# What is expected
Exactly the lines from the beginning of the records below through the line with "positive clicks: (435, 149)" must be given again, without pictures.

↓

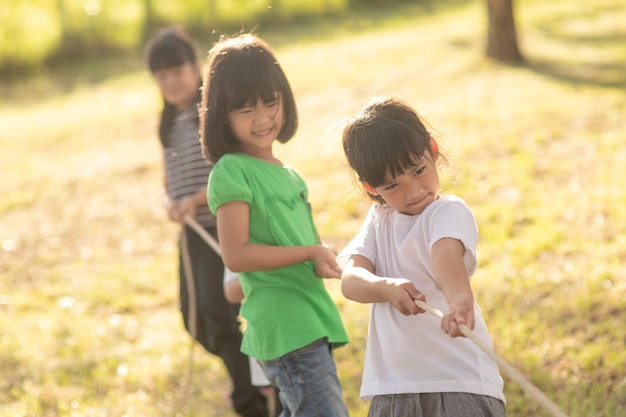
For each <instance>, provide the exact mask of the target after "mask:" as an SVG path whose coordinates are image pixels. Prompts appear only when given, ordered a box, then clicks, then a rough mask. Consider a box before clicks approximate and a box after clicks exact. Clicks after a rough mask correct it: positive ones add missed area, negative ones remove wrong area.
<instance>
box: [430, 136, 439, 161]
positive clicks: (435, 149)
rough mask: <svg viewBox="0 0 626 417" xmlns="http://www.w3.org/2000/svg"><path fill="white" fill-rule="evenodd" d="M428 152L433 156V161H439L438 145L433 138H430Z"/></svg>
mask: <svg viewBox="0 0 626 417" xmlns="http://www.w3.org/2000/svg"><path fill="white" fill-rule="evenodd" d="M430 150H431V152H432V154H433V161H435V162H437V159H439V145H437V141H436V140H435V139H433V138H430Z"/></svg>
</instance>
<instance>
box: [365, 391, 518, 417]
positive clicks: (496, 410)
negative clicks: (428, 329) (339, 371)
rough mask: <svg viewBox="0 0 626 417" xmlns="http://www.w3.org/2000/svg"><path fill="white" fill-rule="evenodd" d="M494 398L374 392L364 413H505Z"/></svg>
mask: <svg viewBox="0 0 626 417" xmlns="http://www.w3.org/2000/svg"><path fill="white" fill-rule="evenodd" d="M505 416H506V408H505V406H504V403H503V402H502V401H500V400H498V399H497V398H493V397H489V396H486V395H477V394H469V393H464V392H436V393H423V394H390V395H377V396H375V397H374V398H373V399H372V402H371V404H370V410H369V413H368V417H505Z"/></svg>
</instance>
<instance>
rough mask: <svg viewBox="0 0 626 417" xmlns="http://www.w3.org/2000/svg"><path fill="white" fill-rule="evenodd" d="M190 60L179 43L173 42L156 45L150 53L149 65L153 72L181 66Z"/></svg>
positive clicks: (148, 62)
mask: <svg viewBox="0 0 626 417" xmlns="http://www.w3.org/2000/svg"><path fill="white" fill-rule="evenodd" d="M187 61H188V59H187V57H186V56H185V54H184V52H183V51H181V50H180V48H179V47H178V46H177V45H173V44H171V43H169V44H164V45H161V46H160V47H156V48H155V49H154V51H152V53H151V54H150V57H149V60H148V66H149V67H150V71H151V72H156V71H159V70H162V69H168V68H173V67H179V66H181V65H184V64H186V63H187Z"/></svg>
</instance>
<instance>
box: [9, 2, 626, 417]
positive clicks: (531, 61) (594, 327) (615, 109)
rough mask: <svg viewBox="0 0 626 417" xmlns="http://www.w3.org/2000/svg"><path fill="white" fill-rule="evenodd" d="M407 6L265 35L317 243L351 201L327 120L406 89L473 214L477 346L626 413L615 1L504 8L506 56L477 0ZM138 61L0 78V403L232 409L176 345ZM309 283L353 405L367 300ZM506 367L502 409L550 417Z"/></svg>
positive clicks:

↑

# Completed task
For each <instance>, provide the exact mask of the target after "mask:" as an SVG path whose coordinates are image pixels. Prompts appear only when given, ordered a box, then clicks, then a rough mask. Consider a box before clicks approximate and a box after clicks exact. Clicks after a rough mask correct it: positive ones add missed area, negative ones remove wrong area.
<instance>
box: [430, 136, 439, 161]
positive clicks: (435, 149)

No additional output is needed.